The task
Could you render every line of the listing below as a JSON list of strings, one string per line, with blank lines left out?
* BEGIN Task inputs *
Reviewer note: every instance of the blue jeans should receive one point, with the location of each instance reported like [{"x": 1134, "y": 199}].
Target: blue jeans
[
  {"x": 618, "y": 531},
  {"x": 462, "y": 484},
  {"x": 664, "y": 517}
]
* END Task inputs *
Completed task
[
  "Reviewer note: every instance of the blue jeans should receive one point, with the location of each instance reported like [{\"x\": 1134, \"y\": 199}].",
  "Target: blue jeans",
  "[",
  "  {\"x\": 618, \"y\": 531},",
  "  {\"x\": 462, \"y\": 484},",
  "  {\"x\": 664, \"y\": 517}",
  "]"
]